----- Provided passage
The prevalence and clinical implications of cardiac sequalae after SARS-CoV-2 infection among people not requiring hospitalization have yet to be determined. Defining disease prevalence is of paramount importance to understand diagnostic testing performance and inform recommendations for population-based screening. Among a German cohort recovering from SARS-CoV-2 infection (mean age, 49 years; 33% hospitalized for symptoms of SARS-CoV-2 infection), 78% were reported to have cardiac involvement as defined by abnormalities on CMR.9 Recent single-center cross-sectional studies of collegiate athletes undergoing screening CMR after SARS-CoV-2 infection have documented highly variable prevalence estimates of cardiac involvement, ranging from 1.4% to 56%.10–13 The basis for this heterogeneity is multifactorial with contributions from variable study designs, limited sample sizes, and inconsistent definitions of cardiac involvement. Findings from the present study, leveraging multicenter CMR data, and the use of strict and conservative definitions that adhere to contemporary clinical imaging criteria suggest that SARS-CoV-2 cardiac involvement among collegiate athletes is less common than previously reported. This finding is similar to the prevalence rate of cardiac involvement recently reported among professional athletes (0.6%) who were assessed using triad testing followed by clinically indicated CMR.14
CMR has emerged as the noninvasive reference standard for confirming myocarditis among patients with disease-specific symptoms or other cardiac testing suggestive of this diagnosis. Numerous factors including the paucity of normative CMR data in athletes, interreader interpretation variability, financial cost, and access to testing underlie uncertainties about the use of CMR as a primary screening tool. Our data highlight important tradeoffs pertaining to use of CMR as a screening modality versus its use to confirm cardiac involvement. Among athletes undergoing clinically indicated CMR based on symptom burden or an abnormal triad test (n=119), 12.6% (95% CI, 7.2–17.9) were diagnosed with definite, probable, or possible cardiac involvement. This diagnostic yield was 4-fold higher than that observed when CMR was used as part of a primary screening protocol (6 of 198 [3.0%; 95% CI, 1.1–6.5]). However, 3 of 6 of athletes with definite, probable, or possible cardiac involvement undergoing screening CMR were asymptomatic or had mild symptoms and normal triad testing. CMR detected isolated late gadolinium enhancement or abnormal T1 data, age indeterminant markers of myocardial fibrosis, or abnormal tissue architecture in a small number of athletes with no other features suggestive of acute SARS-CoV-2 cardiac involvement. Although we strongly suspect that these findings were unrelated to recent SARS-CoV-2 infection, we categorized these findings as “possible cardiac involvement,” underscoring the need to better understand their prevalence and clinical significance among young competitive athletes. In aggregate, these issues illustrate the inherent tradeoff between a CMR-inclusive screening protocol that may enhance sensitivity and a clinically driven approach that maximizes specificity.
----------
----- Material supplied
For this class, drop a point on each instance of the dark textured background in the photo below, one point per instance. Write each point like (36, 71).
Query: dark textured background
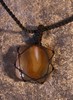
(59, 85)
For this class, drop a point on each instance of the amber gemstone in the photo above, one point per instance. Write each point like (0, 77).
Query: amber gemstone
(34, 61)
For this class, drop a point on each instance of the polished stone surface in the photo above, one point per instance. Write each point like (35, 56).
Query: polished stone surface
(59, 85)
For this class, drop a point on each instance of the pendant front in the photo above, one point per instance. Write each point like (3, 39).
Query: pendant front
(33, 62)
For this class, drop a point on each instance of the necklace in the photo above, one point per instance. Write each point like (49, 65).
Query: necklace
(34, 61)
----------
→ Activities
[A] The passage on cardiac involvement after SARS-CoV-2 infection names several factors behind uncertainty about using CMR as a primary screening tool. List all of them.
[B] Answer these questions from the passage on cardiac involvement after SARS-CoV-2 infection:
(i) What percentage of the German cohort was reported to have cardiac involvement?
(ii) What prevalence rate of cardiac involvement was recently reported among professional athletes?
(iii) How many athletes underwent clinically indicated CMR based on symptom burden or an abnormal triad test?
[C] Write the next paragraph of the passage on SARS-CoV-2 cardiac involvement in athletes, continuing from its last sentence.

→ Per-task answers
[A]
- Paucity of normative CMR data in athletes
- Interreader interpretation variability
- Financial cost
- Access to testing

[B]
(i) 78%
(ii) 0.6%
(iii) 119

[C]
Autopsy series have established myocarditis as an important cause of sudden death during exercise.2–4 Before the SARS-CoV-2 pandemic, myocarditis was routinely diagnosed among patients presenting with postviral cardiovascular symptoms, malignant arrhythmias, or myocardial dysfunction. Diagnostic CMR criteria and sport eligibility recommendations were developed on the basis of considerable experience with this clinical presentation.16–18 It remains unclear whether isolated cardiac abnormalities detected through CMR-based screening harbor a risk similar to typical clinically diagnosed myocarditis and how often these findings occur in other viral infections. Our SARS-CoV-2 cardiac involvement prevalence estimate is similar to documented prevalence rates of myocarditis after influenza infection.19 Although many collegiate athletes in this cohort did not undergo CMR as part of their RTP screening algorithm, we observed no adverse cardiac events in this group. Whereas longer follow-up is of critical importance, our data suggest that the potential for subclinical cardiac involvement characterized by isolated CMR abnormalities is of low short-term clinical risk.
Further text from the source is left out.